Tasks to carry out:
1. Answer these questions using the newsletter on luxury hotels:
(a) Which nonprofit are the Chicago luxury hotels working with to help refugees find jobs?
(b) For how long does government money usually cover a refugee's expenses after arrival?
(c) Which hotel collaborated with Björk?
2. Please write the next part of the newsletter on luxury hotels, starting after its final sentence.

Document excerpt:
Sure, luxury guests want all the trappings usually associated with upscale hotels, like perfectly appointed rooms, fine dining, and impeccable service. But millennials and Gen Z travelers want to stay at properties that can demonstrate they have a soul too.

What counts as a “soul”? It could be that the resort is a champion of conservation or that it’s helping the greater social good. In this week’s feature, Skift contributor Laura Powell writes about the latter — how luxury hotels in Chicago, like Four Seasons Chicago, The Peninsula, and The Langham, are working with the nonprofit Heartland Alliance to help refugees land well-paying entry-level jobs.

Because refugees get such little money from the government — which usually only covers expenses for a couple of months — when they arrive, it’s essential that they quickly find a job that pays a livable wage. And luxury hotels fit the bill, since they typically pay more than minimum wage for entry-level positions and need lots of labor.

While working with a partner like Heartland Alliance is an example of luxury hotels stepping it up on the social-change front, it’s only a starting point. Luxury hospitality can do so much more to bring about positive change. Hopefully, more hotels start the soul-searching. For feedback or news tips, reach out via email at lb@skift.com or tweet me @lesliebarrie.

Leslie Barrie, Luxury & Wellness Editor

6 Looks at Luxury and Wellness

How Four Seasons and Others Are Welcoming Refugees With Job Training: The U.S. government in 2020 may have severely limited the number of refugees it would resettle, but a luxury hospitality program taking place in America’s heartland is proof that refugees are still welcome here.

How to Get Music Right in Luxury Lifestyle Hotels: Music is getting better at hotels. What was once piped through in muted tones has now moved front and center. The strongest hospitality companies are investing in experiences in an effort to map from the soul of a brand and capture its signature sound. And, as Sister City has shown with its Björk collaboration, hotel music can become high-concept performance.

Records from a data source

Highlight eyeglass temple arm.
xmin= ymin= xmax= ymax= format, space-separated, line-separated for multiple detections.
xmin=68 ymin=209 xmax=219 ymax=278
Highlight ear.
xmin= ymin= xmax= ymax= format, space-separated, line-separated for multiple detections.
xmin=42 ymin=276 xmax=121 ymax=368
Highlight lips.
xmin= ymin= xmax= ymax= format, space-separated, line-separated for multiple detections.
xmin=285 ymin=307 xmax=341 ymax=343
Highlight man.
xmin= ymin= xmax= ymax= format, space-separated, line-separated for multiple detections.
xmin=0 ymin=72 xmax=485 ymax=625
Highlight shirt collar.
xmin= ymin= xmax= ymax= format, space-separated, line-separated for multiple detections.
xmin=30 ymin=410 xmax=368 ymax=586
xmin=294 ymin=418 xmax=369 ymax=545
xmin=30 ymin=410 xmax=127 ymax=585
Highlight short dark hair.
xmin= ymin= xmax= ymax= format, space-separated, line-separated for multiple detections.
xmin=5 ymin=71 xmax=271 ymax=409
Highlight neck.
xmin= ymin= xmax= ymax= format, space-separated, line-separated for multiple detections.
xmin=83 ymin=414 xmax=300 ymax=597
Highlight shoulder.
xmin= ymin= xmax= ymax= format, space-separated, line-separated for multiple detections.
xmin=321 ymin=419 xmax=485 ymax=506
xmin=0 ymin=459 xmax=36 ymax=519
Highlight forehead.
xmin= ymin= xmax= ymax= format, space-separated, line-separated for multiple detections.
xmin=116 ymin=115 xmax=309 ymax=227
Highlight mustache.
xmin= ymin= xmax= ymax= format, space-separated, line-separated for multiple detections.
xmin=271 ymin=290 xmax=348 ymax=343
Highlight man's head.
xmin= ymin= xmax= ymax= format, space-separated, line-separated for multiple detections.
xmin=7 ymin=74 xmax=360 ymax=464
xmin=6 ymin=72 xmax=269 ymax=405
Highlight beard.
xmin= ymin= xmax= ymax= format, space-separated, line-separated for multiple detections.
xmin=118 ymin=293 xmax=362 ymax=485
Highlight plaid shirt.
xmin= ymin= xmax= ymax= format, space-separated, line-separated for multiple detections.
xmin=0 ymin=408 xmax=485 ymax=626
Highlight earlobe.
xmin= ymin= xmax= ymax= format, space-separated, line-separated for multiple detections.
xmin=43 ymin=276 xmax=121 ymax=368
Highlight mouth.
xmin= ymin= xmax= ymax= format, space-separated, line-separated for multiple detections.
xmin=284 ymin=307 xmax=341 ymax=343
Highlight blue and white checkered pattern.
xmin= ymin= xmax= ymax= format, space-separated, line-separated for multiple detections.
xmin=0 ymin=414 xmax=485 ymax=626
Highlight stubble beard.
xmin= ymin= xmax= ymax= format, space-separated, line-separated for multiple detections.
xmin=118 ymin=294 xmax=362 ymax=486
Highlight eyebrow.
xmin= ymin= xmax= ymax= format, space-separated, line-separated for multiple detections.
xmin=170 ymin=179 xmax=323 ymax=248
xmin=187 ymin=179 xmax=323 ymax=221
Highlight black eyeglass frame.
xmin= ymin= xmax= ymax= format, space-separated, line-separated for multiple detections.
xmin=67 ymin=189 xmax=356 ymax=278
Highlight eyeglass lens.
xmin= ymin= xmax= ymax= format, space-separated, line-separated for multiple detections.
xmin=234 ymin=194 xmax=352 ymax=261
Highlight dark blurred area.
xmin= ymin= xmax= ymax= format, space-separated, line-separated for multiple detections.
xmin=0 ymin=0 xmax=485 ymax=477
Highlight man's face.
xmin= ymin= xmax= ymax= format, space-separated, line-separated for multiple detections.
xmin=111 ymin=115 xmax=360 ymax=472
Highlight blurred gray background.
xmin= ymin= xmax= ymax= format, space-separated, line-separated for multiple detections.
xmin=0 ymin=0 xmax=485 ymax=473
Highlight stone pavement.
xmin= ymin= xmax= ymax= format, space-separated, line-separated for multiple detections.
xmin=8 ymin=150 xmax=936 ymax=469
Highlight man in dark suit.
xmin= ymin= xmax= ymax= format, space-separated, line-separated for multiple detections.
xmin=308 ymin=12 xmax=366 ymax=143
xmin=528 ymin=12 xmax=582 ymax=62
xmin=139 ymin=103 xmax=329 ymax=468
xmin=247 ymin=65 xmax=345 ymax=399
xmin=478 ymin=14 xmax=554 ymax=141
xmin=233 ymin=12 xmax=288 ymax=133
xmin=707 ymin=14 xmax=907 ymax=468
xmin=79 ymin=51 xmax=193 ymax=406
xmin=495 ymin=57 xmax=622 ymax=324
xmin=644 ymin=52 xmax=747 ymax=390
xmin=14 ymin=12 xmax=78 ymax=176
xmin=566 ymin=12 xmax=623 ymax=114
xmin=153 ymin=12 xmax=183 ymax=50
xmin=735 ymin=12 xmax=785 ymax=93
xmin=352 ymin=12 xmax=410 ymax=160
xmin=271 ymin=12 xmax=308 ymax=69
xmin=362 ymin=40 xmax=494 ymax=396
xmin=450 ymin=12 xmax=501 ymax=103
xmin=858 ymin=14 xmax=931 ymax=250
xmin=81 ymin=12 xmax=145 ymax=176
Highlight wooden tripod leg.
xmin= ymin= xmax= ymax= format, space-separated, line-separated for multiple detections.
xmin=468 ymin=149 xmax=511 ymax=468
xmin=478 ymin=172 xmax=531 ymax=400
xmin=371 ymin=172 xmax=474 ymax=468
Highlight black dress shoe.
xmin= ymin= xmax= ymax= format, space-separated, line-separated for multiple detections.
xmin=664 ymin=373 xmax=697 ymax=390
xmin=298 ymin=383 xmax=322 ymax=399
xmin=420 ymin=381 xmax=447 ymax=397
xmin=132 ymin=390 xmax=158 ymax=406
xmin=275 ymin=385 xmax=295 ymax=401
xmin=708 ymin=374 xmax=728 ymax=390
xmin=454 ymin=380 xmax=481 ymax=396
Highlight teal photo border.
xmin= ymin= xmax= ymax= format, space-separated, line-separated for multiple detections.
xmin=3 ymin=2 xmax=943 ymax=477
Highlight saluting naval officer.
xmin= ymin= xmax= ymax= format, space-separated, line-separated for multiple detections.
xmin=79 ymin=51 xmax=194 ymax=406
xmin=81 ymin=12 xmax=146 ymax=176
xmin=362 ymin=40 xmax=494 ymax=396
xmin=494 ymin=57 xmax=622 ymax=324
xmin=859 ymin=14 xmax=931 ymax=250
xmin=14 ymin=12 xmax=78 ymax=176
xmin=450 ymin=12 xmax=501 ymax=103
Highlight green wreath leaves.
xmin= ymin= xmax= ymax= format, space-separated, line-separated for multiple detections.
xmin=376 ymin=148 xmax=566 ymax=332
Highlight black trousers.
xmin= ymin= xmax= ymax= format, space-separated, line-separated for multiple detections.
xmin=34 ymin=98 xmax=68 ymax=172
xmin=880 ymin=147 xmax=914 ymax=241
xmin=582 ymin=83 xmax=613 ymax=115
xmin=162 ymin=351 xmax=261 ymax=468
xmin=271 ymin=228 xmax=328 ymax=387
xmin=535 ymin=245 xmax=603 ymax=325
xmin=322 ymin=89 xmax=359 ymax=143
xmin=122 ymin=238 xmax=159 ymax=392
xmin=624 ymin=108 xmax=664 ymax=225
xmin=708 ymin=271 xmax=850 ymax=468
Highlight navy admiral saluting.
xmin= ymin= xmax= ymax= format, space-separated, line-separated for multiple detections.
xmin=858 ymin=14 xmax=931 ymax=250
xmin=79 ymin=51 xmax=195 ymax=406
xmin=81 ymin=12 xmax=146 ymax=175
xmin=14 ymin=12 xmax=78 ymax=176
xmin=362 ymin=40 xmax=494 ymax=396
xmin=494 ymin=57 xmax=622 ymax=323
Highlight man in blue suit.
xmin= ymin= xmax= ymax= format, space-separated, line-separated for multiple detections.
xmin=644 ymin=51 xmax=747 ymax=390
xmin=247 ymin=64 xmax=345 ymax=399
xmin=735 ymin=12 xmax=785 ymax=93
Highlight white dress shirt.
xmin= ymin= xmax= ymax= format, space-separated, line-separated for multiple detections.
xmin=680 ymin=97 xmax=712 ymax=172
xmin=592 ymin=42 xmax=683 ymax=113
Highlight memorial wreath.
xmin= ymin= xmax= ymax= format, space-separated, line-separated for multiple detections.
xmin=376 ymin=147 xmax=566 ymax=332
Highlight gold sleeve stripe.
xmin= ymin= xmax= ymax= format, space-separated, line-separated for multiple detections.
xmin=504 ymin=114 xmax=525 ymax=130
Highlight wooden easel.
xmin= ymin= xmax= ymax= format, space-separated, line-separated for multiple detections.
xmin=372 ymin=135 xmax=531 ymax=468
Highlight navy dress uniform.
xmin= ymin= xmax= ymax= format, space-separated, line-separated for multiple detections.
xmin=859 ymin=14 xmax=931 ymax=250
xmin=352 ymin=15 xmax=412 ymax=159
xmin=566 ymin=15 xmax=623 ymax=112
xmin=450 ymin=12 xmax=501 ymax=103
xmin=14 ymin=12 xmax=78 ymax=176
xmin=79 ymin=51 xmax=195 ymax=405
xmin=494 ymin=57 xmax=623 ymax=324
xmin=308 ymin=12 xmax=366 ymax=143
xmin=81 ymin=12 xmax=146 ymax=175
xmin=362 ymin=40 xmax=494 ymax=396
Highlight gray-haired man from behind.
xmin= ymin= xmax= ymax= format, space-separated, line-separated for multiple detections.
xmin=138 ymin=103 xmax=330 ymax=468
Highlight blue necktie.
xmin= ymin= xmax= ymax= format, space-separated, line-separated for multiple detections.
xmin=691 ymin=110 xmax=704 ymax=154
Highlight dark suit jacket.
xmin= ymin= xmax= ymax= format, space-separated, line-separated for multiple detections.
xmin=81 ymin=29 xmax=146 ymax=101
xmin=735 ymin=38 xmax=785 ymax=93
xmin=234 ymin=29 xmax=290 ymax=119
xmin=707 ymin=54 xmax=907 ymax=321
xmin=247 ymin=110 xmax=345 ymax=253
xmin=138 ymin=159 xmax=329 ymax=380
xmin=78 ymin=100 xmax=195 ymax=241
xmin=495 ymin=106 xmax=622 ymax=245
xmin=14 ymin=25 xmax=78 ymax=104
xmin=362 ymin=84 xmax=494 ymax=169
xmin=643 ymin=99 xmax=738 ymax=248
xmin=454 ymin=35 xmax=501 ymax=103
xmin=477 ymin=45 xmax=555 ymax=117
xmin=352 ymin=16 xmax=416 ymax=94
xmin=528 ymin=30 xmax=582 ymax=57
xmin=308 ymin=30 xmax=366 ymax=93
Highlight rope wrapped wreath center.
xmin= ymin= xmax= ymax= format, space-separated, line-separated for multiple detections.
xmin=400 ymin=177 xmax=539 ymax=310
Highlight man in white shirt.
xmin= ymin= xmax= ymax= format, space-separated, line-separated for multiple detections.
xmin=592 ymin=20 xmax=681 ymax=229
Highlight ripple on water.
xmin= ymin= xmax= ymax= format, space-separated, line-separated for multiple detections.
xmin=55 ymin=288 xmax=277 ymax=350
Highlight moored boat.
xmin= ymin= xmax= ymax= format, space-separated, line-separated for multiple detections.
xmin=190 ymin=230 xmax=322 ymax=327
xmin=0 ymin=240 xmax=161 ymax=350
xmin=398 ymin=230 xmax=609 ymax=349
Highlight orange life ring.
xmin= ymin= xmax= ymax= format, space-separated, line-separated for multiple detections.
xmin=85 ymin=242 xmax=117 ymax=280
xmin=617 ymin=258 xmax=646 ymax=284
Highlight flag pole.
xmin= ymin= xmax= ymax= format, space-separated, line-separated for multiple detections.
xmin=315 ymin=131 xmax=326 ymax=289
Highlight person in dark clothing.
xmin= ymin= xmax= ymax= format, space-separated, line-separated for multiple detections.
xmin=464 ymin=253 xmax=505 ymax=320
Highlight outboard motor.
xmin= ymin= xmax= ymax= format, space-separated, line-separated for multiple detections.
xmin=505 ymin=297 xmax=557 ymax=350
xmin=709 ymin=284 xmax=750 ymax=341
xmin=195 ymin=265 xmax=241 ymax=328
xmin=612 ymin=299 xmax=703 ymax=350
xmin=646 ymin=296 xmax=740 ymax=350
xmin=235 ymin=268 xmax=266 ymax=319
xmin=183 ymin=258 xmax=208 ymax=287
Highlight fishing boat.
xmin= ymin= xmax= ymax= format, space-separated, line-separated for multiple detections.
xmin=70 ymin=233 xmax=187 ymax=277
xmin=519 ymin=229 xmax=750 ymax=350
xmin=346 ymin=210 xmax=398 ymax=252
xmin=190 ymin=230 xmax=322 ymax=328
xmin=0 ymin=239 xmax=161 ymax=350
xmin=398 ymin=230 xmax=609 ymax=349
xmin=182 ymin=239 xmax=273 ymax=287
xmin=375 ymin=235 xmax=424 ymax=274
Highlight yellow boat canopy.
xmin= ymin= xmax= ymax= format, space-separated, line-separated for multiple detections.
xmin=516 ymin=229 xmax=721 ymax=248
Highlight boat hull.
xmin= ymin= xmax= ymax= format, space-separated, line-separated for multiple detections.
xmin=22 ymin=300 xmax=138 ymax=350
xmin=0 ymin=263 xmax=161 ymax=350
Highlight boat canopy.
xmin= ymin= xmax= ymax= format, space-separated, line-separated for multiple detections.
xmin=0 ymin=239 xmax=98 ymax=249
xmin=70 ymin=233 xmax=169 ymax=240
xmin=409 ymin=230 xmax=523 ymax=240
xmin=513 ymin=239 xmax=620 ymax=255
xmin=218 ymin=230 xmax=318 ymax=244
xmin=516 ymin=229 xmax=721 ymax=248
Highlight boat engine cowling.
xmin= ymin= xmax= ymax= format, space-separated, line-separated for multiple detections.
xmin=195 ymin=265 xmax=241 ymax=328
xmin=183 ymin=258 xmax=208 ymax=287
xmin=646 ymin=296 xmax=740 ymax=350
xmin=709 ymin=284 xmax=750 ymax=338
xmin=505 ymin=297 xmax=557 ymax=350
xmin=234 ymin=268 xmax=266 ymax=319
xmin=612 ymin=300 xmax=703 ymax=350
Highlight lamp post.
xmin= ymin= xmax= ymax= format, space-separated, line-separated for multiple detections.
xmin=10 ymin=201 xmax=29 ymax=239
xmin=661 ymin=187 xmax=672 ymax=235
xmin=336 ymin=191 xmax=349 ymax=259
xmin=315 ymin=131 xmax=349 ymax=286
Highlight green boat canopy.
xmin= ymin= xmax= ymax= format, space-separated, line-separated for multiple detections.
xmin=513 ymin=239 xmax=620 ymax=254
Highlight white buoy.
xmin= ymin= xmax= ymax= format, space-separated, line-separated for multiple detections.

Expected results:
1.
(a) Heartland Alliance
(b) A couple of months
(c) Sister City

2.
Travel Advisors Work to Make Once Elusive Round-the-World Trips a Reality: Sabbatical travel is in the spotlight, but is a year-long trip around the globe feasible for a family? A couple? Two travel advisors set out for a string of faraway places, showing clients and friends that it can be done.

Cultural Experiences Add Competitive Edge to Co-Working: CEO Interview: NeueHouse is set to grow and bring its intricate form of hospitality around the world. It turns out creating a truly customized experience for members is a lot of work.

Skift Forum Europe Preview: Black Tomato Leads the Charge on the Mindful Travel Movement: As long as luxury travelers continue to want one-of-a-kind experiences, companies like Black Tomato will likely find success delivering these rare, transformational itineraries.

Loyalty Prime Raises Funding for Subscription-Based Tech: Several travel companies, such as Preferred Hotels & Resorts and Frankfurt Airport, have used the services of Loyalty Prime, a startup that builds next-generation software for running loyalty programs. Loyalty Prime’s new funding is part of a wave of investment that we expect to see in loyalty tech companies.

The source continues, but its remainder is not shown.